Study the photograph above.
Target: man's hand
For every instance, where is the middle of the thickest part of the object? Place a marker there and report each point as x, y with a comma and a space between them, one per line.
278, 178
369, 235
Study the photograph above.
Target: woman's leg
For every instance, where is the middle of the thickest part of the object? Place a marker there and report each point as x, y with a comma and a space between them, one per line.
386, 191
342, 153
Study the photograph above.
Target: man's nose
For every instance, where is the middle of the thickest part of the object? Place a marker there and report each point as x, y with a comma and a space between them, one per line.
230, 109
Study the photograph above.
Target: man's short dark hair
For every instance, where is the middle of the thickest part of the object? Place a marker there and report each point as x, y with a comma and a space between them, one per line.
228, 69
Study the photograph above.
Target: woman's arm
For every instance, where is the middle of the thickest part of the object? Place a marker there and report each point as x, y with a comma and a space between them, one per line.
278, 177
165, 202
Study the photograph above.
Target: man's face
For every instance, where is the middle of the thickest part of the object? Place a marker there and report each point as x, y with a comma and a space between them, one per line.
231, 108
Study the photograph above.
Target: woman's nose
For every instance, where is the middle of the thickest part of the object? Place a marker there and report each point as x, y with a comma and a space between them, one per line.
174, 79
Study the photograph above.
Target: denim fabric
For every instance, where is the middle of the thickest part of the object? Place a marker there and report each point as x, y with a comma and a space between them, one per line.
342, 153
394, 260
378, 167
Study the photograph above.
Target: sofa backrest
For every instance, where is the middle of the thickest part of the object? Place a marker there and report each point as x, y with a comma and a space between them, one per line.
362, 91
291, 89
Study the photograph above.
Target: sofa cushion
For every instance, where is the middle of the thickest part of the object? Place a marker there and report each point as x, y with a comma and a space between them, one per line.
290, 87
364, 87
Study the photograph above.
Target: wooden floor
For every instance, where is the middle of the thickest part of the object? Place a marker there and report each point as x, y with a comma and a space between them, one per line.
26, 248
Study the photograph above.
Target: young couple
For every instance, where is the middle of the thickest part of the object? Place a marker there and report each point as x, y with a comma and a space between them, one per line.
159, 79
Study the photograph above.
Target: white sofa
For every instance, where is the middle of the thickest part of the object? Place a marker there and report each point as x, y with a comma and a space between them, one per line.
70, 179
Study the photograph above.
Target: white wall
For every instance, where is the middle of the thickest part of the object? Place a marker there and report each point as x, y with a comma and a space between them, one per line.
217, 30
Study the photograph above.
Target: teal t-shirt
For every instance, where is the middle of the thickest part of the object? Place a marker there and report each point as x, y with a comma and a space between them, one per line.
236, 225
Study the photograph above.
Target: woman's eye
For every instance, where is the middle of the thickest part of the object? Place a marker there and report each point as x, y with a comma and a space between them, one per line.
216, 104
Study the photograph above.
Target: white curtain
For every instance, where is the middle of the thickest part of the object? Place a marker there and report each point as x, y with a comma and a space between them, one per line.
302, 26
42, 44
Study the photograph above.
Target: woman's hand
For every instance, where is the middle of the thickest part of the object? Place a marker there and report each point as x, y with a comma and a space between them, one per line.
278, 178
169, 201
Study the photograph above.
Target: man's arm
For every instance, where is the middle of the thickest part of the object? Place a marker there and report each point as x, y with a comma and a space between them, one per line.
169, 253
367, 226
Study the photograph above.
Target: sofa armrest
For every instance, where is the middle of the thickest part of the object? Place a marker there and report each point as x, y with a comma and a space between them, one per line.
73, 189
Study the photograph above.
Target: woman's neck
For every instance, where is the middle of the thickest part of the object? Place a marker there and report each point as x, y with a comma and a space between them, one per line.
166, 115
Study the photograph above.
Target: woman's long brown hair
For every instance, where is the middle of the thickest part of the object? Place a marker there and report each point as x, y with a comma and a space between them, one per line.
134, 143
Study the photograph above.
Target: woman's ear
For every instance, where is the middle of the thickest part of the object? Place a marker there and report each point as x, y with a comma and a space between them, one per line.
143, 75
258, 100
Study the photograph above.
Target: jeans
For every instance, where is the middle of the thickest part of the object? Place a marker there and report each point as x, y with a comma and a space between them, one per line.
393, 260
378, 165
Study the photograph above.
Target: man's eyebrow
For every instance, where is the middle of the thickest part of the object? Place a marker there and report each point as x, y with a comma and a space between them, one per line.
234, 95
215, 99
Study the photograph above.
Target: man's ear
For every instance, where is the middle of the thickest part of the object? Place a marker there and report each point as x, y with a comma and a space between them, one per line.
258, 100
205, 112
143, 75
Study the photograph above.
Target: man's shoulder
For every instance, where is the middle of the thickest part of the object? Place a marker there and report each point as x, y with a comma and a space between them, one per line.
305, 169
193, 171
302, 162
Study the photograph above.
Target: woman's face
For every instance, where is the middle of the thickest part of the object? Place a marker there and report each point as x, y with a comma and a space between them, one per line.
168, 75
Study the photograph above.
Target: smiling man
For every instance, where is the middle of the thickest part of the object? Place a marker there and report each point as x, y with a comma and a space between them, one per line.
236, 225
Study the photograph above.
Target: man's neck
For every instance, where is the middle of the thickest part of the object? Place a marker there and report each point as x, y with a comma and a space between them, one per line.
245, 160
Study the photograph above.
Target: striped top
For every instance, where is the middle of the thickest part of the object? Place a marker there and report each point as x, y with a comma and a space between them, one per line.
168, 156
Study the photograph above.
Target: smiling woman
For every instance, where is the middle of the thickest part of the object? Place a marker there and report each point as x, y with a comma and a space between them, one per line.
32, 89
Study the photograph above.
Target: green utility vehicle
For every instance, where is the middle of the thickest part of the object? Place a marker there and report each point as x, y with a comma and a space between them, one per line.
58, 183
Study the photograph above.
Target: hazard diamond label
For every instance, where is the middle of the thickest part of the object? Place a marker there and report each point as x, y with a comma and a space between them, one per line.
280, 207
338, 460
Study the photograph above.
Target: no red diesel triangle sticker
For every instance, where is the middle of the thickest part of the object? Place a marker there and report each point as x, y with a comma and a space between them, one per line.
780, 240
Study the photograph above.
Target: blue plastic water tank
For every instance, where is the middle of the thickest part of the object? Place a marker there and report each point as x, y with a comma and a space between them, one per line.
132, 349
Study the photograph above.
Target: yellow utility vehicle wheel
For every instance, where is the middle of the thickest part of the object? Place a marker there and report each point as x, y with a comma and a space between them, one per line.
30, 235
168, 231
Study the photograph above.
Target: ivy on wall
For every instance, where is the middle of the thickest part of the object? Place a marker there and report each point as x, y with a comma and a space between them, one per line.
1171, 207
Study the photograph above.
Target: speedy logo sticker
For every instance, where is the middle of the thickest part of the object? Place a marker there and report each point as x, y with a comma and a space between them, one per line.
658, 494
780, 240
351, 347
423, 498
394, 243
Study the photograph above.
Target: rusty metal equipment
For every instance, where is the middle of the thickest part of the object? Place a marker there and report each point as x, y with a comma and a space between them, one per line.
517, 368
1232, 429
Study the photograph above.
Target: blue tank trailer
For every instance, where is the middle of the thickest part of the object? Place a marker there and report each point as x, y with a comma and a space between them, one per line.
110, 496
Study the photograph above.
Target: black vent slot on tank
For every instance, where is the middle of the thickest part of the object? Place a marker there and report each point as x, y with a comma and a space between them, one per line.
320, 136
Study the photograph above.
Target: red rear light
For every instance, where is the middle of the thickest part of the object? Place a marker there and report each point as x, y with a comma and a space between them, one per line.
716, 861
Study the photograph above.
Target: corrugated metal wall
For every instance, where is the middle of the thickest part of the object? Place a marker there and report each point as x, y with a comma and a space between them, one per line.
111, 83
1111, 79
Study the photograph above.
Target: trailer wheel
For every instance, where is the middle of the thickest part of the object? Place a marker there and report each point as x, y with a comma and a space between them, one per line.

▶ **Objectif visé**:
Combien de lignes ci-dessus contiennent le mot « hand » ? Indiquez seulement ce nombre.

▶ **Réponse**:
2